→ TEXT FOR ANALYSIS:

⁂

Lack of sound cable management can also compromise high availability. That is, cables that are improperly mounted to servers such that pulling out a server wrenches out its power cables will only increase unplanned downtime. Similarly, stuffing all of your power, network, SAN, and other cables into an already crowded subfloor not only complicates cable management, but also makes troubleshooting more complex. In fact, in the case of one of my customers, too many piled-up cables actually blocked cool airflow to some of their server racks, resulting in automatic hardware-initiated power-down. Today, ceiling-mounted cable trays for network/SAN cables, combined with subfloor-based power cables, help ensure that they never succumb to this problem again.
Racks stuffed with gear from varying vendors may improperly vent or exhaust hot air. This is especially true in cases where some of the gear draws air from the front and exhausts hot air out the back, while other gear draws cool air from the subfloor and exhausts it out the top, and other gear pulls from the tops and exhausts into the subfloor!
As one of my SAP clients recently told me, BTUs are the true enemy of the data center today—the high densities and smaller and smaller form factors that we all benefit from only exacerbate the cooling needs of already-crowded data centers. Thus, it is as important as ever to plan well, and plan ahead, not only for data center growth but also for data center cooling requirements.
The Ultimate SPOF—The SAP Data Center
What will happen to your business if your entire data center falls off the face of the earth? Answering this question consumes many SAP DR specialists’ time, and keeps a lot of people awake at night. Certainly, it’s expensive to duplicate an entire data center. In my experience, I see more customers duplicate core business processing systems instead. Other key concerns include the following points:
DR sites are expensive to build.
They are also expensive to maintain.
Testing a DR site is expensive, too.
Further, testing seldom reflects the reality of true disasters without a tremendous amount of time invested in developing and working through disaster scenarios.

⁂

→ PROBLEM SET:
1 > Repeat the part of the data center passage that opens with the words containing "They are also" and closes with "through disaster scenarios.".
2 > According to the data center passage, what did one of the SAP clients call the true enemy of the data center today?
The entries that come next are separate material, unrelated to the data center passage.

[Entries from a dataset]
⁂

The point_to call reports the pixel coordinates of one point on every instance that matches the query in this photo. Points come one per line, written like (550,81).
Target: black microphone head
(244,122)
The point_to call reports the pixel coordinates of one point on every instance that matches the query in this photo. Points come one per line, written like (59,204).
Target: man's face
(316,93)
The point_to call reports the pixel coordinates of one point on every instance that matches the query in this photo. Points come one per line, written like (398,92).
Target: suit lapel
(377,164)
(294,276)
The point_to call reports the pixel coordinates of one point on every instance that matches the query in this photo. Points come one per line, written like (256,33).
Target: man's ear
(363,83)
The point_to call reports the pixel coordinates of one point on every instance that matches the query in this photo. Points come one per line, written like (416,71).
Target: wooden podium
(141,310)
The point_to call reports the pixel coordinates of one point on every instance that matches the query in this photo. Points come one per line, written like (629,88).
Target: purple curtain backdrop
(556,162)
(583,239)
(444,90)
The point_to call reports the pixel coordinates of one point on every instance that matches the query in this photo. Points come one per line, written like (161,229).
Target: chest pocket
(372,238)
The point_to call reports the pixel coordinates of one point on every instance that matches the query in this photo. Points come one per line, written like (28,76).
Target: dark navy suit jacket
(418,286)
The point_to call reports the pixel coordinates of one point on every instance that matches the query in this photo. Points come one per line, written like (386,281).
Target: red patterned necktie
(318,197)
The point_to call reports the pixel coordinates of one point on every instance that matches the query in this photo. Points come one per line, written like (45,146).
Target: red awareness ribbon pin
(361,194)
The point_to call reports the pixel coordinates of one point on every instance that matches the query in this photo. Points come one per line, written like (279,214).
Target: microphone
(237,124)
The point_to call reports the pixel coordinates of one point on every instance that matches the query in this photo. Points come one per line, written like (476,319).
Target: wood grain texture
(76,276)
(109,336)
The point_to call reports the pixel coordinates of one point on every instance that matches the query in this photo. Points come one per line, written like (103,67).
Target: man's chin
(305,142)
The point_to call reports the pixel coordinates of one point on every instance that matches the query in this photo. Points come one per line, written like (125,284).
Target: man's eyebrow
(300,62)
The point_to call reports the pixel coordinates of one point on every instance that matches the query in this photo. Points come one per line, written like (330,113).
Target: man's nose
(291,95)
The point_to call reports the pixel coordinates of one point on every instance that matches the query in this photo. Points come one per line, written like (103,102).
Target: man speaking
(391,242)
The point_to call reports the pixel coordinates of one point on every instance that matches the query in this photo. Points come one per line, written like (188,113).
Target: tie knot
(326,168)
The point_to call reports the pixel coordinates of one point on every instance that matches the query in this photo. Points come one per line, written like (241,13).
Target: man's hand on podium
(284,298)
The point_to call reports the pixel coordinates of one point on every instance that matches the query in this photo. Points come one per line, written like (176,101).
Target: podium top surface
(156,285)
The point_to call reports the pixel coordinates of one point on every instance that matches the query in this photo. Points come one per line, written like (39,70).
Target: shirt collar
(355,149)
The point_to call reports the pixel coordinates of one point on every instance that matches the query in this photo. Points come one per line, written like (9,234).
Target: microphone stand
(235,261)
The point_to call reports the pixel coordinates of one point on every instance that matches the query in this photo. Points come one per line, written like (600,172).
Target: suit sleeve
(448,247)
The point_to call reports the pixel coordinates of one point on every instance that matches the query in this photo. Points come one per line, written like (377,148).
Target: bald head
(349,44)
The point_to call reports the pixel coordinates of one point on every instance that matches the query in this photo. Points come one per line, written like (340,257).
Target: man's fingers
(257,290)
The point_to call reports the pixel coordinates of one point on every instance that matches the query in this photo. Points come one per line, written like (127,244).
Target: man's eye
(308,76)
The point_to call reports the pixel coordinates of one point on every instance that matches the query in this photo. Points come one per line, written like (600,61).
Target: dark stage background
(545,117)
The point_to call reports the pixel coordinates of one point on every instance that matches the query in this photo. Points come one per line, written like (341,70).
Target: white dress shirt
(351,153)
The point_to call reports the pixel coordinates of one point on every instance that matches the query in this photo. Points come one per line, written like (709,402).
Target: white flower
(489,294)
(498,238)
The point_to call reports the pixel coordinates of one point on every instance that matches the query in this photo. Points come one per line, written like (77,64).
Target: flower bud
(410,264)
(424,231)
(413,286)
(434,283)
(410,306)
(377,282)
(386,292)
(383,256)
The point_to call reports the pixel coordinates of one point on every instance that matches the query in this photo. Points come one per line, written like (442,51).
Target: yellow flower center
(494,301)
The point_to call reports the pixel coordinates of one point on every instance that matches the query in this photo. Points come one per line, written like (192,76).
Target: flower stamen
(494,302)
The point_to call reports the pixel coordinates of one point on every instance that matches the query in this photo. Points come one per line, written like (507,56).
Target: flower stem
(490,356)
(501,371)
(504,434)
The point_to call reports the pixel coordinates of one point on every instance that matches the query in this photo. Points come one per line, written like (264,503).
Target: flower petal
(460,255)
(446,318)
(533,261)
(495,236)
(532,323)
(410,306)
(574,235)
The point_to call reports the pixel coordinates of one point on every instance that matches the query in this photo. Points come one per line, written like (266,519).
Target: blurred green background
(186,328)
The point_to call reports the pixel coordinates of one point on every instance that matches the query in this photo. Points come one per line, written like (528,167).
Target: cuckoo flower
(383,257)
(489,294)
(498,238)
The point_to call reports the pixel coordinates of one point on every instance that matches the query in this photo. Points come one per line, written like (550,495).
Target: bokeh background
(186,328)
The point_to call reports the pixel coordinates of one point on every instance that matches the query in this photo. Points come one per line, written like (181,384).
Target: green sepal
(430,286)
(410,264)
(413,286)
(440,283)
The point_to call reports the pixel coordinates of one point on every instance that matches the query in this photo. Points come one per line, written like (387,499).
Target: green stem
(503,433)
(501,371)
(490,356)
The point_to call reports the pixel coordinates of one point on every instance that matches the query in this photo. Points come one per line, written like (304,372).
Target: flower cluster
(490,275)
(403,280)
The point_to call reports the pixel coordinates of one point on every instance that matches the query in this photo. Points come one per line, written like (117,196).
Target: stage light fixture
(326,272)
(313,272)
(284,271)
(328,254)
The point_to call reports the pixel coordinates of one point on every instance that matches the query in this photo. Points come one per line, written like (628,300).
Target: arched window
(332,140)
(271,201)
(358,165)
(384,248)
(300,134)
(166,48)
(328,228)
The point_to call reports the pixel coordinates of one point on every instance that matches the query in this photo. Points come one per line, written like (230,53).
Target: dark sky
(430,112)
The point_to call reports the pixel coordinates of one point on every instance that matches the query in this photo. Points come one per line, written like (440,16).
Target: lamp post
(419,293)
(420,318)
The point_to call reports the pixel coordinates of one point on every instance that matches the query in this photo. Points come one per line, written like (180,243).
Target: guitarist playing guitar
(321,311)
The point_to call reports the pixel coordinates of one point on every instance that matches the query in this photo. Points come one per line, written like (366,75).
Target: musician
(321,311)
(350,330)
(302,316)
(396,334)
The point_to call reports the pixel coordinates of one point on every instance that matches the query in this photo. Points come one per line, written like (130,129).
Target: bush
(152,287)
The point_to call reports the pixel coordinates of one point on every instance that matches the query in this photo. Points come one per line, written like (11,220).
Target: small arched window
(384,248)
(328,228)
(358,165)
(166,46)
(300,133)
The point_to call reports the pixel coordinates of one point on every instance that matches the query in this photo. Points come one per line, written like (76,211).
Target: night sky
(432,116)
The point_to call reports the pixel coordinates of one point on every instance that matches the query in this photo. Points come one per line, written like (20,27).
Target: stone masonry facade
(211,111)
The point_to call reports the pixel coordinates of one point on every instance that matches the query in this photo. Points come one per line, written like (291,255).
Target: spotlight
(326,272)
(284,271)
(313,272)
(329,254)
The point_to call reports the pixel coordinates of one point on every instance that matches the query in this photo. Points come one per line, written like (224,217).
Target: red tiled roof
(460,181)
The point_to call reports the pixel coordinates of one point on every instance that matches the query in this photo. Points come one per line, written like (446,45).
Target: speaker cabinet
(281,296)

⁂

→ LIST OF ANSWERS:
1 >
They are also expensive to maintain.
Testing a DR site is expensive, too.
Further, testing seldom reflects the reality of true disasters without a tremendous amount of time invested in developing and working through disaster scenarios.

2 > BTUs